## Directions for this task
Exactly as given, write out the lines from the one containing "of the stucco" through the end of the listing, with both ends included and nothing else.
=== Records for the task ===
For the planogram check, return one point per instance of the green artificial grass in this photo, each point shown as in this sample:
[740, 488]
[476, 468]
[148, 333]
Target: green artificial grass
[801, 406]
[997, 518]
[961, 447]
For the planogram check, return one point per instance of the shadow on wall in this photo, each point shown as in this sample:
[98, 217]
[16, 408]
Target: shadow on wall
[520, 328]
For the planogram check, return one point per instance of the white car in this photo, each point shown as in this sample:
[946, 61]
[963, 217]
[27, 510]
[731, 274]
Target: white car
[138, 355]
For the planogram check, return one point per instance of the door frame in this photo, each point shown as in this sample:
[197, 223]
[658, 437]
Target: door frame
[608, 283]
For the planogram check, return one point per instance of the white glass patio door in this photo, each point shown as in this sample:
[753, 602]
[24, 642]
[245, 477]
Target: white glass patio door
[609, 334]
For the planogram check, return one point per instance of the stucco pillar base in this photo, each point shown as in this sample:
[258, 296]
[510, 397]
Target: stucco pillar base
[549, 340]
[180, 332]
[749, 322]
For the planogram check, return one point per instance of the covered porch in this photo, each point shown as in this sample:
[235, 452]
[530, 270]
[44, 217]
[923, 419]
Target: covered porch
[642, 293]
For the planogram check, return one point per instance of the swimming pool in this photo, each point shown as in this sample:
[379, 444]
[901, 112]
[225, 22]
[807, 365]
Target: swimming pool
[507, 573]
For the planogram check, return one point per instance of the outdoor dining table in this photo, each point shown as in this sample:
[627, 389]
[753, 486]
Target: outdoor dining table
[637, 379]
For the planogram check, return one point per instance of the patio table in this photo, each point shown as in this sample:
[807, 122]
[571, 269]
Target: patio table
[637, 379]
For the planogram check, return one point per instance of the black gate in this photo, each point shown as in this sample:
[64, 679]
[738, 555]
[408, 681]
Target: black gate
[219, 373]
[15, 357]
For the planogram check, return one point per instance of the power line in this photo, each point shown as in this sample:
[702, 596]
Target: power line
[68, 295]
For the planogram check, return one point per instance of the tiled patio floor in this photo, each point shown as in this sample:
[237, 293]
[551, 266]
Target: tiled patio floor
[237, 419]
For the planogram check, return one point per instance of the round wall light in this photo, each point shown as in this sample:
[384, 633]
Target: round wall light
===
## Solved problem
For the planogram check, return one point per instance of the stucco pillar base in this photo, each point shown as in this sample:
[258, 296]
[510, 397]
Target: stucco pillar base
[549, 340]
[180, 332]
[749, 322]
For the planogram check, return one point per instance of the covered porch in this photo, each point shown as in this sample:
[235, 452]
[530, 270]
[44, 217]
[923, 419]
Target: covered porch
[642, 293]
For the planogram check, return one point per instance of the swimming pool in this photo, each point shown as in this sample:
[379, 444]
[901, 112]
[225, 22]
[807, 365]
Target: swimming pool
[507, 573]
For the planogram check, return one point per instance of the outdoor dining table in this photo, each point shown as in this sample:
[627, 389]
[753, 486]
Target: outdoor dining table
[637, 379]
For the planogram check, return one point per instance of the patio table in this photo, each point shown as in this sample:
[807, 122]
[571, 269]
Target: patio table
[637, 379]
For the planogram check, return one point per instance of the black gate in this photo, each point shown as in this sample:
[64, 679]
[738, 555]
[408, 681]
Target: black gate
[219, 373]
[15, 357]
For the planogram check, return one point per instance of the power line in this photo, each point shown as in this sample:
[702, 596]
Target: power line
[68, 295]
For the planogram check, return one point per instance of the tiled patio floor in this photo, each point shown as in this sample:
[237, 293]
[551, 266]
Target: tiled patio floor
[237, 419]
For the planogram check, return one point per instance of the round wall light in this photo, each point shown as in this sample:
[384, 633]
Target: round wall light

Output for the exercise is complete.